**GOAL OF THE EXERCISE**
Below is a listing to transcribe in full and exactly; keep the pictures out.

**EXERCISE INPUTS**
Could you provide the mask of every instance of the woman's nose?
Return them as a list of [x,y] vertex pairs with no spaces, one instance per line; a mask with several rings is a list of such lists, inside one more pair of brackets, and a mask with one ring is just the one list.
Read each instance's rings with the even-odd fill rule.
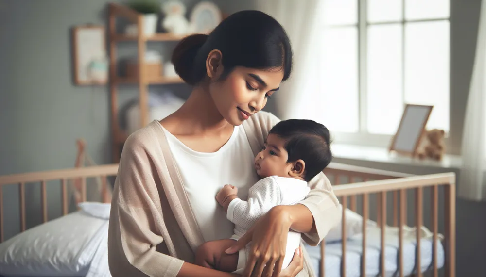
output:
[[260,112],[265,106],[265,95],[259,97],[250,102],[250,108],[255,112]]

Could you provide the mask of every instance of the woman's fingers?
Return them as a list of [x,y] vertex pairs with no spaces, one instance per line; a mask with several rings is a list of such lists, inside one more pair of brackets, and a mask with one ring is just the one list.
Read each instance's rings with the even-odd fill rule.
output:
[[283,265],[283,259],[285,256],[282,256],[278,260],[277,260],[277,262],[275,263],[275,267],[274,268],[273,274],[272,275],[272,277],[278,277],[280,276],[280,273],[282,270],[282,266]]
[[262,277],[272,277],[274,269],[276,270],[277,269],[275,267],[275,263],[278,260],[279,260],[278,258],[275,256],[272,259],[270,259],[263,269],[263,272],[261,275]]
[[253,268],[253,273],[251,275],[252,277],[261,277],[261,273],[263,272],[263,268],[267,263],[268,260],[262,259],[262,257],[257,260],[257,263]]

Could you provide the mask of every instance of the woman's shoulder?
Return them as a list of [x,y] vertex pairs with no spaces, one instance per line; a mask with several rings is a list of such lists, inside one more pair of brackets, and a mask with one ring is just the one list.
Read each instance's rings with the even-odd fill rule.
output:
[[[123,145],[123,150],[130,152],[144,151],[151,152],[160,149],[160,139],[164,135],[161,128],[157,126],[159,123],[152,121],[147,126],[132,133],[127,138]],[[158,127],[158,128],[157,128]]]

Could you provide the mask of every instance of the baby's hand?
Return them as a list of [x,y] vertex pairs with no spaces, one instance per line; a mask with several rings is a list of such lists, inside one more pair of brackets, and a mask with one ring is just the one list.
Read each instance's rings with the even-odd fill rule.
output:
[[216,199],[218,203],[221,206],[224,205],[225,200],[231,195],[237,195],[238,193],[238,189],[234,186],[231,185],[225,185],[223,188],[220,190],[219,192],[216,196]]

**CORRECT RESULT**
Could you provide the mask of every instance of the woman's nose?
Return them as a list of [x,y] vertex pairs with no spaces, one instance per line; a mask with several rings is a list of such lists, inside one more pair of brackets, and a mask with one ring is just the one list.
Read each instance's rings with the even-odd fill rule.
output:
[[260,112],[265,106],[265,95],[259,97],[250,102],[250,108],[255,112]]

Could you provide the mask of every instance of the woman's fingers?
Return them as a list of [x,y] vertex pairs with no spaces, one instance per line; a mask with several rings is a list of such lists, inside one more pair of brackets, and a mask with one ring is just the one list.
Read each instance's rings with the even-odd fill rule.
output:
[[283,265],[283,259],[285,256],[282,256],[278,260],[277,260],[277,262],[275,263],[275,267],[274,268],[273,274],[272,275],[272,277],[278,277],[280,276],[280,273],[282,270],[282,266]]
[[262,277],[272,277],[274,269],[276,270],[277,269],[275,267],[275,263],[278,260],[279,260],[278,258],[275,256],[272,259],[270,259],[263,269],[263,272],[261,275]]
[[253,268],[253,273],[251,275],[252,277],[261,277],[261,273],[263,272],[263,268],[267,263],[268,260],[262,259],[262,257],[257,260],[257,263]]

Could you provide the mask of every instance of the woman's shoulder?
Return them as a list of [x,y] vertex pairs with no spaces, one instance per line; a mask with several rings is a list of such lists, inside one more pair of brackets, and a mask with one ring is just the one list.
Read each instance's rings with the even-odd fill rule.
output:
[[[123,145],[123,150],[130,152],[144,151],[151,152],[160,149],[160,139],[164,135],[161,128],[157,126],[159,123],[152,121],[147,126],[132,133],[127,138]],[[158,127],[158,128],[157,128]]]

Could you provide the mask of every instance of the baby's hand?
Return them as a list of [x,y] vertex pairs with no spaces, one instance per line; a mask with several rings is a list of such lists, inside one more pair of brackets, and a mask with one ring is just the one list.
Read each instance's rings with the even-odd fill rule.
output:
[[216,199],[218,203],[221,206],[224,205],[225,200],[231,195],[237,195],[238,193],[238,189],[234,186],[231,185],[225,185],[223,188],[220,190],[219,192],[216,196]]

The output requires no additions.